:: What this exercise asks ::
a - Answer these questions using the text below about the Letter to a CES Director:
(i) Who wrote Investigating the Book of Mormon Witnesses?
(ii) How many additional pages of content come on the CD included with Remembering Joseph?
(iii) What two parts of history does Dan name as things people should know about?
b - In the text below about the Letter to a CES Director, copy word for word the part that begins with the words "Dan doesn’t object" and ends after "what he claimed.".

:: Text ::
....................

The writer of the Letter claims the Strangite witnesses were more of the same. But Strang’s witnesses were not on the same par.

Everything is thrown in – the September Six, the temple, Paul Dunn, and on and on. But Dan Peterson got bored with responding at a certain point. He suggests that we don’t just defend. If we only defend, we will probably lose. We need to build up rather than just meet the objections. Dan suggests several books.

– Richard Lloyd Anderson’s Investigating the Book of Mormon Witnesses, showing they were sane, stable, reputable people.

– Opening the Heavens by Jack Welch, a deeply faith-promoting book.

– Remembering Joseph by Martin McConkie, which includes a CD with an additional 2000 pages of content that couldn’t be crammed into the book.

– Grant Hardy’s Understanding the Book of Mormon makes a powerful case.

– Echoes and Evidences of the Book of Mormon, showing the ties between the Book of Mormon and the Middle East and Meso-America.

Much depends on the attitude we bring to things. When we hear a negative report about someone, it depends what we have already known about that person. When we hear negative things about Joseph Smith, it really matters how well we know Joseph Smith.

Dan doesn’t object to the attempt to examine Mormonism, but the Letter to a CES Director does not do that. It doesn’t attempt to address the uncanny way Joseph hit on salient texts and resolved them, or how Joseph comes closer to the teachings of the primitive Church than the Augustinian fathers.

The shallow con artist portrayed by Letter to a CES Director could not have done what Joseph did, even if Joseph wasn’t what he claimed.

Those who have abandoned the Church over the Letter to a CES Director should re-examine the data. They have not studied enough.

Dan agrees that we must do a better job of teaching our history, so people know about things such as multiple accounts of the First Vision or the Mountain Meadows Massacre. He suggested that getting a controlled dose of such information, from people who have our best interests at heart, will protect us from the damage that occurs when individuals encounter these assertions in the wild from those who do not have their best interests at heart.

I would add that those attempting to challenge faith in Mormonism stand to gain from their attempts, as surely as Nehor or his like ever did.

....................

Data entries
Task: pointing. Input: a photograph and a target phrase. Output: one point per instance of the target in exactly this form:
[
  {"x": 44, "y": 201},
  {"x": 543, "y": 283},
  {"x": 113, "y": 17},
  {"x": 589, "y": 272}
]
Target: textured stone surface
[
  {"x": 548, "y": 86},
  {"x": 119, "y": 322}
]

....................

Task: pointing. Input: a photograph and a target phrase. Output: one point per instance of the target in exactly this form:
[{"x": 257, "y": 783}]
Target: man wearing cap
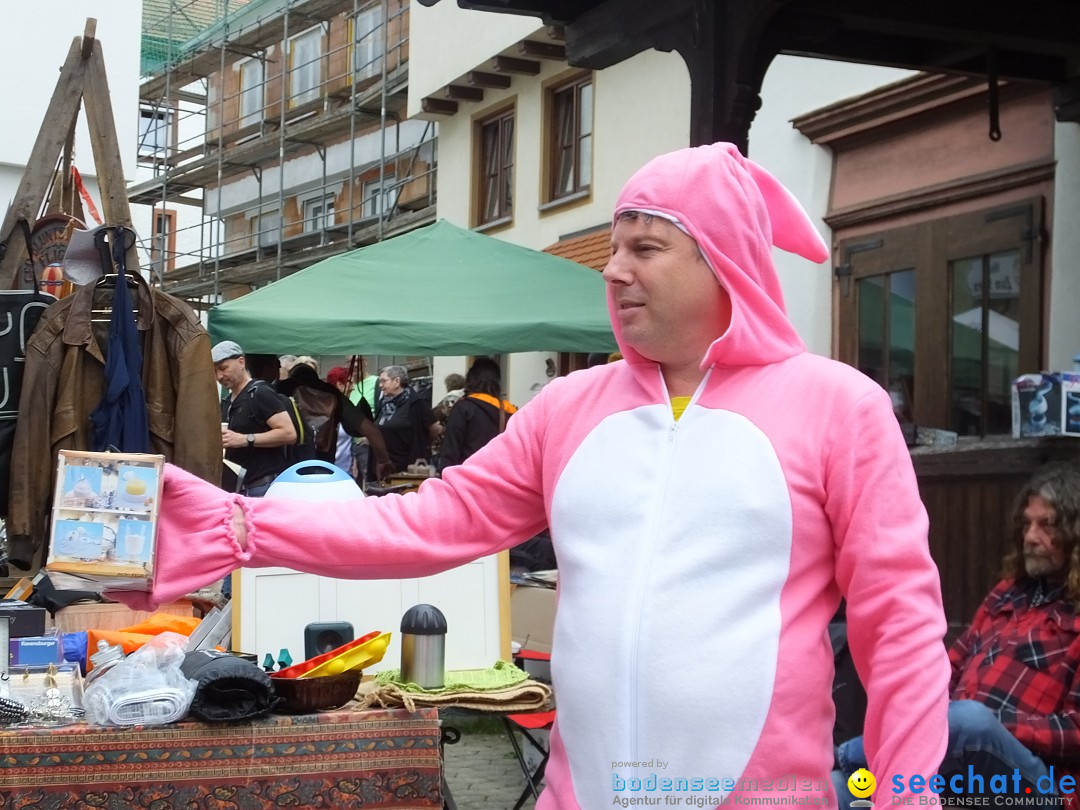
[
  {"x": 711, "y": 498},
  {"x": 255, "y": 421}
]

....................

:: Outputs in order ::
a -
(i) Richard Lloyd Anderson
(ii) 2000 pages
(iii) The multiple accounts of the First Vision and the Mountain Meadows Massacre

b -
Dan doesn’t object to the attempt to examine Mormonism, but the Letter to a CES Director does not do that. It doesn’t attempt to address the uncanny way Joseph hit on salient texts and resolved them, or how Joseph comes closer to the teachings of the primitive Church than the Augustinian fathers.

The shallow con artist portrayed by Letter to a CES Director could not have done what Joseph did, even if Joseph wasn’t what he claimed.